*DOCUMENT SECTION*:
************

When just one or a few people decide where a large share of resources go, that's not a free market system anymore, and is not sustainable.
How the US is on a path to ruin
While flirting with a dangerously-low amount of income inequality back in the 1950s and 1960s (almost too much equality for price and profit signals to work), after the 1960s the USA lost economic freedom, and we’ve swung the other way, so that we now have a level of income inequality which prevents economic growth:
From 1947 to 1968, inequality was at a good level for economic growth, but it was dropping and almost reached the point where price and profit signals no longer function well. But it didn’t continue the trend and, as a result, inequality stayed at a good level until 1993, when corporate fascism (lost economic freedom) caused a huge jump in inequality.

************

*GIVEN MATERIAL*:
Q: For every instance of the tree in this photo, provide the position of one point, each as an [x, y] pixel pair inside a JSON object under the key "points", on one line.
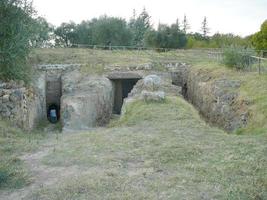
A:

************

*WHAT TO WORK ON*:
**a)** Print the part of the income inequality passage that begins at the words "How the US is" and stops after the words "jump in inequality.".
**b)** According to the income inequality passage, in what year did inequality take a huge jump?
**c)** Pick up the income inequality passage where it stops and keep writing.

*ANSWERS PROVIDED*:
**a)**
How the US is on a path to ruin
While flirting with a dangerously-low amount of income inequality back in the 1950s and 1960s (almost too much equality for price and profit signals to work), after the 1960s the USA lost economic freedom, and we’ve swung the other way, so that we now have a level of income inequality which prevents economic growth:
From 1947 to 1968, inequality was at a good level for economic growth, but it was dropping and almost reached the point where price and profit signals no longer function well. But it didn’t continue the trend and, as a result, inequality stayed at a good level until 1993, when corporate fascism (lost economic freedom) caused a huge jump in inequality.

**b)** 1993

**c)**
Here is the same graph with notes in it:
After 2019, the middle-class was gutted out, and real per capita US GDP growth became impossible — because not enough economic actors were allocating resources (too much allocation by too few people). After 2019, the only way that real wealth can grow for certain individuals is by crime and genocide (“depopulation plunder”).
But that makes all years after 2019 a “zero-sum” game. Clearly, we can do better.
Those behind the Great Reset are interested in pushing the Gini ratio even higher than where it was in 2021 — the last year showing in the graph. That’s because they fantasize about being able to “run” the economy. They are not averse to crime and genocide for a “greater good” (i.e., their good).
We must do everything we can to prevent it, or the suffering due to lowered living standards will be immense.